[Referring expression pointing data]
--

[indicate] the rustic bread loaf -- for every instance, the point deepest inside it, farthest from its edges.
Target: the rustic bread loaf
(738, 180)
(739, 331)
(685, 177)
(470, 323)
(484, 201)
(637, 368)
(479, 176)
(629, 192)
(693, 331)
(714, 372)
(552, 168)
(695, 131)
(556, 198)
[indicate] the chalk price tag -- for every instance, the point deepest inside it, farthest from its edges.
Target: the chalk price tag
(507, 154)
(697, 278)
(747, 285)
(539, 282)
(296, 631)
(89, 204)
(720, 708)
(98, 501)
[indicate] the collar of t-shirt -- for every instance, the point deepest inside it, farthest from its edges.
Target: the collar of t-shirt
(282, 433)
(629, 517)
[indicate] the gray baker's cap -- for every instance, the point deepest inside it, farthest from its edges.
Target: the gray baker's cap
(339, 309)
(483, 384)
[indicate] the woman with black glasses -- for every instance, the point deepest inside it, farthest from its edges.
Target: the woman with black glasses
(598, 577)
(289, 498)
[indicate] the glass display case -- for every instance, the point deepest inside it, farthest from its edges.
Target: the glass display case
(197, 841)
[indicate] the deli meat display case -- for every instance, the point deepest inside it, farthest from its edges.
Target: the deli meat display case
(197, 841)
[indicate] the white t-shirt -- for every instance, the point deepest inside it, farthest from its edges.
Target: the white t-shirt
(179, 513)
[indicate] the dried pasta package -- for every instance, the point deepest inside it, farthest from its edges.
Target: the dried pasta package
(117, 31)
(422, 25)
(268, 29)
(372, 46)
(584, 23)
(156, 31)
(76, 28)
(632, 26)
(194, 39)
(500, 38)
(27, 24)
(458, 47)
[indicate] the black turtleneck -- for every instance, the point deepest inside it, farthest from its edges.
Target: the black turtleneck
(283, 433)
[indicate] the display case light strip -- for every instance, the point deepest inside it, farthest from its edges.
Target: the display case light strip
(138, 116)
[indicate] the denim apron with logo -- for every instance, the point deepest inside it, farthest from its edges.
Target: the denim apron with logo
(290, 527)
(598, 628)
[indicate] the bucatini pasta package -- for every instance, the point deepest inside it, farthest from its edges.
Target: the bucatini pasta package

--

## [Aim of the exercise]
Copy all records verbatim.

## [Answer area]
[indicate] the rustic bread loaf -- for every instance, the point deepest inside it, farthest from its edges.
Target: the rustic bread loaf
(738, 180)
(739, 331)
(685, 177)
(470, 323)
(484, 201)
(637, 368)
(479, 176)
(629, 192)
(693, 331)
(714, 372)
(552, 168)
(695, 131)
(556, 198)
[indicate] the chalk price tag -- for every instance, the point deepest inside it, farthest from its edges.
Target: the chalk price tag
(507, 154)
(697, 278)
(747, 285)
(539, 282)
(296, 631)
(89, 204)
(720, 708)
(98, 501)
[indicate] the collar of t-shirt -- for every instance, the point deepest inside it, farthest from its edges.
Target: the collar of t-shirt
(282, 433)
(629, 517)
[indicate] the gray baker's cap -- for every instance, the point deepest inside it, farthest from its edges.
Target: the gray baker's cap
(339, 309)
(483, 384)
[indicate] the woman with black glasses -- for every instance, the point deepest inside it, farthest from its edges.
Target: the woman with black glasses
(598, 577)
(289, 498)
[indicate] the glass display case -- for every instance, the point deepest inside it, farthest from its edges.
Target: the glass display case
(197, 841)
[indicate] the deli meat display case -- for every instance, the point deepest inside it, farthest from its edges.
Target: the deli meat display case
(197, 841)
[indicate] the white t-shirt -- for every instance, the point deepest inside it, farthest from its edges.
Target: the white t-shirt
(179, 513)
[indicate] the dried pasta package -- for every instance, the point deepest inside it, farthest from its edges.
Target: the dried pasta package
(117, 31)
(422, 25)
(268, 29)
(372, 46)
(584, 23)
(156, 31)
(76, 28)
(632, 26)
(194, 39)
(500, 38)
(27, 24)
(458, 47)
[indicate] the black turtleneck -- for every instance, the point deepest inside it, farthest from its edges.
Target: the black turtleneck
(283, 433)
[indicate] the display case light strip -- for every instance, the point deepest inside it, farthest from its edges.
Target: the display case light strip
(138, 116)
[indicate] the denim apron with logo -- for every instance, the point deepest inside it, farthest from its edges.
Target: the denim apron with logo
(290, 527)
(598, 628)
[indicate] the bucatini pasta package -- for every instance, the point deepest inside it, farthest from its edges.
Target: the bucatini pasta package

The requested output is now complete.